===== INFORMATION PROVIDED

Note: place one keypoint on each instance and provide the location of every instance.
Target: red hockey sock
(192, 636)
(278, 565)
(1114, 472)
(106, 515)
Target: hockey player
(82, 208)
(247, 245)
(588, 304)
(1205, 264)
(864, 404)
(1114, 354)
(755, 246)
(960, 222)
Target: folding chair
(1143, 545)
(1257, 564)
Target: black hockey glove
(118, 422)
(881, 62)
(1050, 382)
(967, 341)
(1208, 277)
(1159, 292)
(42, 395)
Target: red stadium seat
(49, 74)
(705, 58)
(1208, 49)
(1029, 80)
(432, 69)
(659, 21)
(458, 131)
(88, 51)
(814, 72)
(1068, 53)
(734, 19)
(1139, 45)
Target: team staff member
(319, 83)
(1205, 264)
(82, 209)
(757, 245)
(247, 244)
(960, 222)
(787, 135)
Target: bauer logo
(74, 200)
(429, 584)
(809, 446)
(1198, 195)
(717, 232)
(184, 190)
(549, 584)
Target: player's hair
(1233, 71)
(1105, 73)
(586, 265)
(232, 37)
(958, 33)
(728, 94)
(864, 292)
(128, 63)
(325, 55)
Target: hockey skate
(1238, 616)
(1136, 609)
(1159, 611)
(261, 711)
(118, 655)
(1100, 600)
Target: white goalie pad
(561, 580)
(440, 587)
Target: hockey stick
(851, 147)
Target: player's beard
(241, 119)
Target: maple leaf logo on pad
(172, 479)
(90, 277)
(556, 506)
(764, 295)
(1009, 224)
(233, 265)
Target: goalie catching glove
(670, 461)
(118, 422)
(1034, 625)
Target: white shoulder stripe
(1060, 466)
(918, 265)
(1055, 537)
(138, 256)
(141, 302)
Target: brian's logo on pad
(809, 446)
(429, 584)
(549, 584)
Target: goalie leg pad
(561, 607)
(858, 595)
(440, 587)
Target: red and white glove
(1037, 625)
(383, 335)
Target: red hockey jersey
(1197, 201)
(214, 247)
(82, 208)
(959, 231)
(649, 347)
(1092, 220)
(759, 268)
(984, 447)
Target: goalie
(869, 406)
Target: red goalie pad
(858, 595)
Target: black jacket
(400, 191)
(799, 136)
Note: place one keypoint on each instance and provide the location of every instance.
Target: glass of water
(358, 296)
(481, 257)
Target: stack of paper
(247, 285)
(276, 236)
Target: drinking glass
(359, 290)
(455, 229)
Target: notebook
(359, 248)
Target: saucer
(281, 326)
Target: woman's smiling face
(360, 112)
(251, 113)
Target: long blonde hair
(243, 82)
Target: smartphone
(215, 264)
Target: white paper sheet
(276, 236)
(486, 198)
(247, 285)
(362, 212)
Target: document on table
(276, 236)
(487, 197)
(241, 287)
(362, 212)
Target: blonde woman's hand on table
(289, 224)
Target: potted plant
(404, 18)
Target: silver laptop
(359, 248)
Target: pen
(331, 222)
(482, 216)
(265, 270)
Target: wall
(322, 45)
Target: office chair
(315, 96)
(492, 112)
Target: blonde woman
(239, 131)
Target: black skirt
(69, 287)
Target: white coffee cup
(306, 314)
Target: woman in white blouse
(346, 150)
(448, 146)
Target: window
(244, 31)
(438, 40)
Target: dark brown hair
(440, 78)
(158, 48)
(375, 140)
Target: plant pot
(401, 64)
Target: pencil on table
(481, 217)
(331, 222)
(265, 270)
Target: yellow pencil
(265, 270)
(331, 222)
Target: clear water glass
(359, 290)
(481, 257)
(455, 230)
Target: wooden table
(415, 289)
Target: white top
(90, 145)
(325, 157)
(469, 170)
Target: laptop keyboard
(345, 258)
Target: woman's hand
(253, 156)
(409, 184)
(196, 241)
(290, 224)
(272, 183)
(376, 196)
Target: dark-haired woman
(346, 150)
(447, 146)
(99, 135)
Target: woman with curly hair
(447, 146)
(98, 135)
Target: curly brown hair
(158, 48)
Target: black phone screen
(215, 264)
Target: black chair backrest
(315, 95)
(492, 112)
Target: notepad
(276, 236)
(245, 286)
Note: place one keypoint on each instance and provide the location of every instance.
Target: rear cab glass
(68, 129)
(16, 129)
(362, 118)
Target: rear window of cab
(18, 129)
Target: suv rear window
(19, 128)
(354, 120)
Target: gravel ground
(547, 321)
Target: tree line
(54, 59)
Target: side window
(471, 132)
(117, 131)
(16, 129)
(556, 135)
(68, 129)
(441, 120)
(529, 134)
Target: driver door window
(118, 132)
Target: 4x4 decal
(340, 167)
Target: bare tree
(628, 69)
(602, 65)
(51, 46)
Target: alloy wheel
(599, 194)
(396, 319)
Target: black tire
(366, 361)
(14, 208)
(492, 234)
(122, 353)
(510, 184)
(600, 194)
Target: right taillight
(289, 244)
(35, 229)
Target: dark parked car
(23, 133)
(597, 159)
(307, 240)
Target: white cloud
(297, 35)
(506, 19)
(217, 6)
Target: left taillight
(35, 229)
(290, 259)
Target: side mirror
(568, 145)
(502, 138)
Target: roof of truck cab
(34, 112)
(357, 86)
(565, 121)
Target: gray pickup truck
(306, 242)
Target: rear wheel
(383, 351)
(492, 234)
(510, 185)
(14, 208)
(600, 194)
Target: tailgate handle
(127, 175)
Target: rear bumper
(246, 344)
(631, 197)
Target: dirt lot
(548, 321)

==========

**PROBLEM TO SOLVE**
Copy all the entries exactly.

**RESPONSE TO THE TASK**
Note: place one keypoint on each instance and provide the location of every instance.
Target: red hockey sock
(192, 636)
(278, 565)
(1114, 472)
(106, 515)
Target: hockey player
(82, 208)
(247, 245)
(588, 304)
(1205, 264)
(864, 404)
(1114, 354)
(755, 246)
(960, 222)
Target: folding chair
(1143, 545)
(1257, 564)
Target: black hockey glove
(118, 422)
(881, 62)
(1050, 382)
(967, 341)
(1208, 277)
(1159, 292)
(42, 395)
Target: red stadium seat
(49, 74)
(705, 58)
(1208, 49)
(1029, 80)
(432, 69)
(659, 21)
(458, 131)
(88, 51)
(814, 72)
(1068, 53)
(734, 19)
(1139, 45)
Target: team staff member
(319, 83)
(1205, 264)
(82, 209)
(757, 245)
(247, 244)
(960, 222)
(787, 135)
Target: bauer logo
(74, 200)
(429, 584)
(809, 446)
(1198, 195)
(717, 232)
(184, 190)
(549, 584)
Target: player's hair
(1233, 71)
(1105, 73)
(586, 265)
(232, 37)
(958, 33)
(728, 94)
(864, 292)
(128, 63)
(325, 55)
Target: hockey skate
(1238, 616)
(1136, 609)
(1159, 611)
(261, 711)
(118, 655)
(1100, 600)
Target: white goalie pad
(561, 580)
(440, 587)
Target: hockey stick
(851, 147)
Target: player's beard
(241, 119)
Target: maple leaf logo on pad
(172, 479)
(90, 277)
(556, 506)
(764, 295)
(1009, 224)
(233, 265)
Target: goalie catching glove
(670, 461)
(118, 422)
(1034, 625)
Target: white shoulder stripe
(1060, 466)
(918, 265)
(1055, 537)
(138, 256)
(141, 302)
Target: brian's logo on pad
(809, 446)
(429, 584)
(549, 584)
Target: goalie leg pad
(561, 607)
(858, 595)
(440, 587)
Target: red and white glove
(1037, 625)
(383, 335)
Target: red hockey jersey
(1197, 201)
(214, 247)
(82, 208)
(959, 231)
(649, 347)
(1092, 220)
(759, 268)
(984, 447)
Target: goalie
(869, 406)
Target: red goalie pad
(858, 595)
Target: black jacket
(400, 191)
(799, 136)
Note: place one keypoint on each instance and provide the location of every instance.
Target: glass of water
(358, 296)
(481, 257)
Target: stack of paper
(247, 285)
(276, 236)
Target: drinking glass
(359, 290)
(455, 229)
Target: notebook
(359, 248)
Target: saucer
(281, 326)
Target: woman's smiling face
(360, 112)
(251, 113)
Target: long blonde hair
(243, 82)
Target: smartphone
(215, 264)
Target: white paper sheet
(276, 236)
(486, 198)
(247, 285)
(362, 212)
Target: document on table
(276, 236)
(487, 197)
(241, 287)
(362, 212)
Target: blonde woman's hand on table
(289, 224)
Target: potted plant
(404, 18)
Target: silver laptop
(359, 248)
Target: pen
(331, 222)
(482, 216)
(265, 270)
Target: wall
(322, 45)
Target: office chair
(315, 96)
(492, 112)
Target: blonde woman
(239, 131)
Target: black skirt
(69, 287)
Target: white coffee cup
(306, 314)
Target: woman in white blouse
(346, 150)
(448, 146)
Target: window
(244, 31)
(438, 40)
Target: dark brown hair
(440, 78)
(158, 48)
(375, 140)
Target: plant pot
(401, 64)
Target: pencil on table
(481, 217)
(331, 222)
(265, 270)
Target: yellow pencil
(265, 270)
(331, 222)
Target: clear water glass
(359, 290)
(481, 257)
(455, 230)
Target: wooden table
(415, 289)
Target: white top
(90, 145)
(325, 157)
(469, 170)
Target: laptop keyboard
(345, 258)
Target: woman's hand
(253, 156)
(409, 184)
(196, 241)
(290, 224)
(272, 183)
(376, 196)
Target: dark-haired woman
(346, 150)
(447, 146)
(99, 135)
Target: woman with curly hair
(447, 146)
(98, 135)
Target: curly brown hair
(158, 48)
Target: black phone screen
(215, 264)
Target: black chair backrest
(315, 95)
(492, 112)
Target: notepad
(276, 236)
(245, 286)
Note: place one keypoint on each instance and provide the location of every instance.
Target: rear cab glass
(68, 129)
(16, 129)
(362, 118)
Target: rear window of cab
(18, 129)
Target: suv rear window
(19, 128)
(354, 120)
Target: gravel ground
(547, 321)
Target: tree line
(54, 59)
Target: side window
(471, 132)
(117, 131)
(16, 129)
(556, 135)
(68, 129)
(441, 120)
(529, 134)
Target: driver door window
(118, 132)
Target: 4x4 decal
(340, 167)
Target: bare tree
(628, 69)
(602, 65)
(51, 46)
Target: alloy wheel
(599, 194)
(396, 319)
Target: black tire
(366, 361)
(14, 208)
(492, 234)
(122, 353)
(510, 184)
(600, 194)
Target: right taillight
(289, 244)
(35, 229)
Target: dark parked car
(23, 133)
(597, 159)
(307, 240)
Target: white cloud
(297, 35)
(506, 19)
(217, 6)
Target: left taillight
(35, 229)
(290, 259)
Target: side mirror
(568, 145)
(502, 138)
Target: roof of truck cab
(34, 112)
(357, 86)
(565, 121)
Target: gray pickup truck
(306, 242)
Target: rear wheel
(383, 351)
(492, 234)
(510, 185)
(14, 208)
(600, 194)
Target: tailgate handle
(127, 175)
Target: rear bumper
(246, 344)
(631, 197)
Target: dirt lot
(548, 321)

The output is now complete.